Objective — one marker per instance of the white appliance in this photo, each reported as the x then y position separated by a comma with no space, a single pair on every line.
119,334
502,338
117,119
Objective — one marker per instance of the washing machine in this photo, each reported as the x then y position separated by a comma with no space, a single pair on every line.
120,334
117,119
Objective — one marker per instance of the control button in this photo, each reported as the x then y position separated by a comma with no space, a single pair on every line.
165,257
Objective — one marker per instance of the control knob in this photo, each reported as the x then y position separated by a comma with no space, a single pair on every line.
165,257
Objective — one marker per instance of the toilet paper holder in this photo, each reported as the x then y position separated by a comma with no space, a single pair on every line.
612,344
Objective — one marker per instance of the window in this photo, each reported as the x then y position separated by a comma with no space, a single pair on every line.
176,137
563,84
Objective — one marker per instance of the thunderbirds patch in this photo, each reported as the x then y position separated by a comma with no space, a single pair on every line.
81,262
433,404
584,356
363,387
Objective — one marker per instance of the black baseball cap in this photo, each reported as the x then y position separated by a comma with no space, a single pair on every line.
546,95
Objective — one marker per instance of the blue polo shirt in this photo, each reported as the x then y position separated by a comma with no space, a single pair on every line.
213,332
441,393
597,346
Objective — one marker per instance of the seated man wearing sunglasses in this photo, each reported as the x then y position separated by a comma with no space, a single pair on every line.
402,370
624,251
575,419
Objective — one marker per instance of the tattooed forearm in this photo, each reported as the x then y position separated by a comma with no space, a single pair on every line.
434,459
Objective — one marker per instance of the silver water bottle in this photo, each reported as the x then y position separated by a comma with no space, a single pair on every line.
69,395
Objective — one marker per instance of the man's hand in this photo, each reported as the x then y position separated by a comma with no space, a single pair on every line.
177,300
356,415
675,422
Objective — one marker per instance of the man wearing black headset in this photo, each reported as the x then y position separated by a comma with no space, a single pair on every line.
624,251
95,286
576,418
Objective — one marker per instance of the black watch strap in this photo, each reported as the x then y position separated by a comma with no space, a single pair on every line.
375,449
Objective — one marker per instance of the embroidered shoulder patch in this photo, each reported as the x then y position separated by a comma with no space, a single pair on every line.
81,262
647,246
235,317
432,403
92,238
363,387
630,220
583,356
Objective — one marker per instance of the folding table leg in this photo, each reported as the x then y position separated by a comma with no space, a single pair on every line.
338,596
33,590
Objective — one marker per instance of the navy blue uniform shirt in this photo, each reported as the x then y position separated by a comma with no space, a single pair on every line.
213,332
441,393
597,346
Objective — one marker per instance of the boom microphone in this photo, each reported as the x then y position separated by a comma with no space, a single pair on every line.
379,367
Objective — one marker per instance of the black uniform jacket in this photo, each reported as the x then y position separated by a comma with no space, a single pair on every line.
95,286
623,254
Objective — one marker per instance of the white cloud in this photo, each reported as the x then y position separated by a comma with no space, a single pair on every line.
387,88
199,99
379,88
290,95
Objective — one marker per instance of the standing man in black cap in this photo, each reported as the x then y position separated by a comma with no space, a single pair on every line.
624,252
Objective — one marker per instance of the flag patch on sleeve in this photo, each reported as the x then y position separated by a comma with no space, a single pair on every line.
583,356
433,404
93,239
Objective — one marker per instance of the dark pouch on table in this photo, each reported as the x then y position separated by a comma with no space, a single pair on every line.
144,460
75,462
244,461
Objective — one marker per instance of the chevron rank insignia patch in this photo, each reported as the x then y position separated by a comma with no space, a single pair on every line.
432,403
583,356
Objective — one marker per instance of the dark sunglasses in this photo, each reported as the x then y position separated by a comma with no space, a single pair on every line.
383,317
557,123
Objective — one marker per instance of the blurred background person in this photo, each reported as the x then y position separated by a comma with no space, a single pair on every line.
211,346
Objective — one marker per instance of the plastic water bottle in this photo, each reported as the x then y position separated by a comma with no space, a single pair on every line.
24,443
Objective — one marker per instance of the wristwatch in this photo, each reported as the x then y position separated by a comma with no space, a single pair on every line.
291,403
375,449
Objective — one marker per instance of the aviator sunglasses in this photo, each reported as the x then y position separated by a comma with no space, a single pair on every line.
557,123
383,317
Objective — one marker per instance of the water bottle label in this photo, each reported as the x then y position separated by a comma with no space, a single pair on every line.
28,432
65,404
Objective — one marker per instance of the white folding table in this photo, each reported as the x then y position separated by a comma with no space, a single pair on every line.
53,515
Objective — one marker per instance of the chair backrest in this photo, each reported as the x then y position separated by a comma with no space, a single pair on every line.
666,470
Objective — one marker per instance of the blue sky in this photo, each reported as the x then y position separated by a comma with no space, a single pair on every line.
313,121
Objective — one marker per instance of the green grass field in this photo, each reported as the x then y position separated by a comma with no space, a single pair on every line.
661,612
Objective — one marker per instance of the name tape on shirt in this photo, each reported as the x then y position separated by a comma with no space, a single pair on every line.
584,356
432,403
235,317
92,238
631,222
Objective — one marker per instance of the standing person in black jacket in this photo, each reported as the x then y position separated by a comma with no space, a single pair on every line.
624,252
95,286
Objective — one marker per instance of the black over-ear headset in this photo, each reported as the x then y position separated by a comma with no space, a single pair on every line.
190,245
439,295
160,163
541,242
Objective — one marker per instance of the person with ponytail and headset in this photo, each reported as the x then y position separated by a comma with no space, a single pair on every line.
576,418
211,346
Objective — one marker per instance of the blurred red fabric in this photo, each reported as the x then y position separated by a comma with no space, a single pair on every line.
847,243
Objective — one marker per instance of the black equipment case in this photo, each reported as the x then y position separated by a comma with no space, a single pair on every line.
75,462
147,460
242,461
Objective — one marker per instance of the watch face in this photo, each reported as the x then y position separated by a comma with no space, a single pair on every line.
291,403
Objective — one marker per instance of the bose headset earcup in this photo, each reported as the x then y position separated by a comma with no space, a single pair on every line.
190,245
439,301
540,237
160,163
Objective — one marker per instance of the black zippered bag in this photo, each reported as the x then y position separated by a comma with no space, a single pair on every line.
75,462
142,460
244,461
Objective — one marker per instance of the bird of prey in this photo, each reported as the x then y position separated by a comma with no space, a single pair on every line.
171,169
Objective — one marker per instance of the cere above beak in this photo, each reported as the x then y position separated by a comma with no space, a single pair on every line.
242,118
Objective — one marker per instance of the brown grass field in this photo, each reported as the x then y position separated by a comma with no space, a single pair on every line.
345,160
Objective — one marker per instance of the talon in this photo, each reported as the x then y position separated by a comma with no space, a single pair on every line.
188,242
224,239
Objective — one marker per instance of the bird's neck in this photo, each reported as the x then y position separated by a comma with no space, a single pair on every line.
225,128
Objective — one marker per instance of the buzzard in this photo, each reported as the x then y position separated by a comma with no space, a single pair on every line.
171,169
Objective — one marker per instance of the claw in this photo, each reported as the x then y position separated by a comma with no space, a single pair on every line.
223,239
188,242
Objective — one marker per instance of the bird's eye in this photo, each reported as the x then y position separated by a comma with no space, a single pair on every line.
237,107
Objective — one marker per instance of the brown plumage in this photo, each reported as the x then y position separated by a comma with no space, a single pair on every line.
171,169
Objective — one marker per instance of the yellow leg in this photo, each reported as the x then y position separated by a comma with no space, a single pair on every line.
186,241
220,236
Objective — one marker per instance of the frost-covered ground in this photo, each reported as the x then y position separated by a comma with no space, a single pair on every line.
::::::::
Return the material in full, restating each entry word for word.

Objective — one marker per instance of the white appliance in this photo, each reported as the x then y position separated by a comma with no space, a single pair on every line.
119,334
502,338
117,119
Objective — one marker per instance of the washing machine in this photo, each reported as the x then y position separated by a comma with no space, a single pair on every line.
120,334
117,119
Objective — one marker per instance of the control button in this photo, each reported as the x then y position separated by a comma with no space, a single pair on every line.
165,257
Objective — one marker per instance of the control knob in this photo, each reported as the x then y position separated by a comma with no space, a single pair on every line.
165,257
Objective — one marker per instance of the toilet paper holder in this photo, each reported as the x then y position separated by a comma with no space, a single pair on every line.
612,344
Objective — one marker per instance of the window in this photo, each reported as the x then y position separated by a comma with no space, a single pair on every line.
176,137
563,84
Objective — one marker per instance of the thunderbirds patch in this photo, each reported as the x then y position separated by a comma with no space, a single pair on every line.
81,262
433,404
584,356
363,387
Objective — one marker per instance of the black baseball cap in this photo, each reported as the x then y position separated by a comma with no space, a single pair on every line.
546,95
Objective — one marker per instance of the blue polo shirt in this photo, each reported as the x then y position separated by a comma with no space, a single pair on every line.
213,332
441,393
597,346
Objective — one marker per instance of the seated man wearing sunglasses in this photo, each reported as the x then y position separated by a comma with no space, a single pair on every line.
402,370
624,251
575,419
Objective — one marker per instance of the tattooed forearm in this photo, each reported as the x then y position separated by a comma with no space, a single pair on every line.
434,459
Objective — one marker per instance of the silver water bottle in this photo, each reported as the x then y position separated by a comma with no space, a single pair on every line.
69,395
Objective — one marker per instance of the man's hand in this photo, each reported as the x then y position separated by a comma with no space, a single pair on every line.
177,300
356,415
675,422
Objective — one marker per instance of the man wearing black headset in this photo, each reported as the x then y position separated by a comma with no space, a single pair on every line.
624,251
95,286
576,418
Objective — one marker per instance of the black watch strap in this photo, each reported as the x then y position separated by a comma with no space, a single pair on every line.
375,449
Objective — one marker per instance of the embroidered shoulder patch in this photo, each reported as the x then y position separated by a comma with no space, a single pair on every line.
81,262
647,246
235,317
432,403
92,238
363,387
630,220
583,356
Objective — one marker per instance of the folding table leg in this photo, each reported as the x then y position separated by a comma with no space, a single pair on every line.
338,596
33,590
Objective — one marker per instance of the navy blue uniform shirt in this photo, each reported as the x then y position separated by a comma with no space, a single pair on every line.
213,332
441,393
597,346
Objective — one marker per instance of the boom microphone in this photo, each reported as the x then y position separated by a comma with no space, a single pair on every line.
379,367
Objective — one marker per instance of the black uniform jacket in this photo, each reported as the x then y position separated by a comma with no space, a single pair on every line.
95,286
623,254
Objective — one marker per instance of the white cloud in this photo, each reported as the x then y position separated by a comma with no space, a single pair on every line.
387,88
199,99
379,88
290,95
Objective — one marker per instance of the standing man in black cap in this photo, each reported as the x then y position separated by a comma with no space, a single pair on every line.
624,252
Objective — one marker per instance of the flag patch on sleeve in this photo, each reported as the x then y position separated by a comma with no space, a single pair on every line.
583,356
433,404
93,239
Objective — one marker per instance of the dark pouch on table in this photo, each reported as the x then y position separated by a comma with no space, a single pair on every line.
144,460
75,462
244,461
Objective — one marker per instance of the chevron rank insignia patch in this photo, each reported as the x then y position separated by a comma with no space, a single pair on every line.
432,403
583,356
Objective — one marker per instance of the dark sunglasses in this photo, each reported as the x then y position separated by a comma with no space, a single pair on every line.
383,317
557,123
Objective — one marker per instance of the blurred background person in this photo, each reported as the x then y position separated by a comma with no space, a single pair on every line.
211,346
Objective — one marker per instance of the plastic water bottle in this photo, each reported as the x then y position separated by a comma with no space, a single pair on every line.
24,443
Objective — one marker per instance of the wristwatch in this photo, each reported as the x then y position separated by a comma with no space, a single pair on every line.
291,403
375,449
Objective — one marker per instance of the aviator sunglasses in this photo, each reported as the x then y position separated by a comma with no space, a single pair on every line.
557,123
383,317
Objective — one marker per instance of the water bottle label in this photo, each reported as the x then y position separated by a comma with no space, a single pair on every line.
28,432
65,404
Objective — one marker per instance of the white folding table in this photo, each reported as the x then y position separated by a comma with no space, a single pair on every line.
53,515
Objective — one marker per instance of the chair backrest in this photo, each reported as the x then y position separated by a comma with no space, a single pair on every line.
666,470
Objective — one marker per instance of the blue sky in this photo, each reported as the x then y position separated by a comma with no space, a single pair on every line.
313,121
Objective — one marker per instance of the green grass field in this photo, each reported as the x then y position separated by a comma with no space, a single pair on every line.
661,612
Objective — one marker per instance of the name tape on shirt in this photo, each reported as the x then y position separated by a comma with no space, a single pair on every line.
584,356
432,403
235,317
92,238
631,222
Objective — one marker per instance of the standing person in black jacket in this photo, each reported as the x then y position separated by a comma with no space, a single pair on every line.
624,252
95,286
Objective — one marker per instance of the black over-ear headset in this photo, each reported as the x then y position separated by a comma with no space, a single pair on every line.
190,245
439,295
160,163
541,242
Objective — one marker per instance of the person with ponytail and headset in this photo, each reported as the x then y position separated by a comma with no space, a single pair on every line.
576,418
211,346
Objective — one marker per instance of the blurred red fabric in this photo, each reported as the x then y position separated by a comma with no space, a single pair on every line.
847,243
Objective — one marker per instance of the black equipment case in this photo, each reported as the x then y position separated by a comma with no space, a single pair on every line.
75,462
147,460
242,461
Objective — one marker per instance of the watch face in this photo, each reported as the x then y position separated by a comma with no space, a single pair on every line.
291,403
Objective — one marker per instance of the bose headset earcup in this photo, each reported as the x then y position separated by a comma with no space, a single pair on every line.
190,245
439,301
540,237
160,163
Objective — one marker per instance of the black zippered bag in this photo, each reported as the x then y position separated by a comma with no space, a single pair on every line.
75,462
142,460
244,461
Objective — one marker per instance of the bird of prey in this photo, each reported as the x then y position separated by a comma with no space, a single pair on every line.
171,169
Objective — one marker per instance of the cere above beak in this photo, each reported as the x then y position separated by a comma with no space, a single pair on every line.
242,118
Objective — one marker per instance of the brown grass field in this photo, each reported as the x then y position separated by a comma with no space, a single pair on every line.
345,160
Objective — one marker per instance of the talon in this photo, each reported as the x then y position separated by a comma with no space, a single pair on every line.
188,242
224,239
Objective — one marker per instance of the bird's neck in this photo, each reported as the x then y position separated by a comma with no space, a single pair on every line.
225,128
Objective — one marker per instance of the buzzard in this photo, each reported as the x then y position separated by a comma with no space, a single pair on every line.
171,169
Objective — one marker per instance of the claw in this photo, each reported as the x then y position separated by a comma with no space, a single pair on every line.
223,239
188,242
Objective — one marker per instance of the bird's eye in this photo, each reported as the x then y position separated by a comma with no space, a single pair on every line.
237,107
Objective — one marker per instance of the brown plumage in this photo, each reported as the x then y position separated by a comma with no space, a single pair on every line.
171,169
Objective — one marker per instance of the yellow leg in this photo, each reported as the x then y position separated by a comma with no space, a single pair on every line.
186,241
220,236
Objective — one marker per instance of the frost-covered ground in this photo, each reported as the x then y position separated by a comma with no space, a single pair on every line.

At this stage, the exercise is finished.